## [Text passage]
☆ ☆ ☆ ☆
The United States Code provides, in relevant part:
All persons within the jurisdiction of the United States shall have the same right in every State and Territory to make and enforce contracts, to sue, be parties, give evidence, and to the full and equal benefit of all laws and proceedings for the security of persons and property as is enjoyed by white citizens.42 U.S.C. § 1981(a). The Second Circuit has explained that "this section . . . outlaws discrimination with respect to the enjoyment of benefits, privileges, terms, and conditions of a contractual relationship, such as employment, . . . and is applicable to a plaintiff complaining of discrimination during an employment period." Patterson v. County of Oneida, 375 F.3d 206, 224-225 (2004).
In McDonnell Douglas Corp. v. Green, 411 U.S. 792 (1973), the United States Supreme Court provided a burden-shifting analytic framework for determining when a 42 U.S.C. § 1981 cause of action exists. See Patterson v. McLean Credit Union, 491 U.S. 164, 186 (1989) (applying McDonnell Douglas analysis to cause of action based upon 42 U.S.C. § 1981). To establish a claim under 42 U.S.C. § 1981, a plaintiff must first establish a prima facie case by alleging certain facts. McDonnell Douglas Corp., 411 U.S. at 802.
It is "essential to an action under Section 1981" that the plaintiff assert "allegations that the defendants' acts were purposefully discriminatory . . . and racially motivated." Albert v. Carovano, 851 F.2d 561, 571 (2d Cir. 1988). Little argues that even though she maintained a good work record throughout her career with Northeast Utilities and never fell below a satisfactory performance level, Northeast Utilities failed to promote her because of her race. She contends, "that she applied for [supervisor] positions several times and had not been selected," because of "prior difficulties with [her supervisor]." In addition, Little asserts that when she attempted to receive training she missed during her leave of absence, Northeast Utilities refused her requests. This action, Little asserts, demonstrated Northeast Utilities' willful intentions to deny her promotions as the training was necessary to achieve promotions. Because, at this stage, the plaintiff need only provide a minimal prima facie showing, Little's assertions that she was a qualified employee continuously denied promotions and training because of her race, suffices to demonstrate purposeful discrimination.
The plaintiff must also demonstrate that the discrimination alleged involved one of the § 1981's enumerated activities in order to meet the requirements of establishing a prima facie case. McDonnell Douglas Corp. v. Green, 411 U.S. 792, 802 (1973);Brown v. City of Oneonta, 221 F.3d 329, 339 (2d Cir. 1999), cert. denied, 534 U.S. 816 (2001). The United States Supreme Court has determined that under the statute's enumerated activities, § 1981 provides protection against racial discrimination in private employment.Johnson v. Railway Express Agency, Inc., 421 U.S. 454, 459-60 (1975). Therefore, since this action involves an allegation that Northeast Utilities failed to promote Little because of her race, one of § 1981's enumerated activities is at issue, and Little meets this requirement.
☆ ☆ ☆ ☆
## [Annotation records]
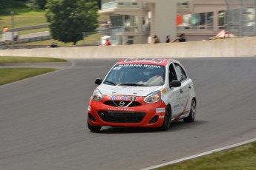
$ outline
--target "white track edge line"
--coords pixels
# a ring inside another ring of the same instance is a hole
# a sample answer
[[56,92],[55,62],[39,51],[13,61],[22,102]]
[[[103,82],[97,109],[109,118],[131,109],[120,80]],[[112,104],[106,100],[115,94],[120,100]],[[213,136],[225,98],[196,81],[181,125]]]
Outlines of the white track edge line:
☆ ☆ ☆ ☆
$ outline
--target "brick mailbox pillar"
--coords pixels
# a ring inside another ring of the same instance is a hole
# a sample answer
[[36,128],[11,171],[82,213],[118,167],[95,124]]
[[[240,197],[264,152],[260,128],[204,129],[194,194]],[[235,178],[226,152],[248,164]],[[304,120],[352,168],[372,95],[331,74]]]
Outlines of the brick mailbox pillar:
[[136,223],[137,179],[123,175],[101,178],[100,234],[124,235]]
☆ ☆ ☆ ☆
In the passage on the § 1981 discrimination claim, which Supreme Court case supplied the burden-shifting framework for deciding when a § 1981 cause of action exists?

McDonnell Douglas Corp. v. Green, 411 U.S. 792 (1973).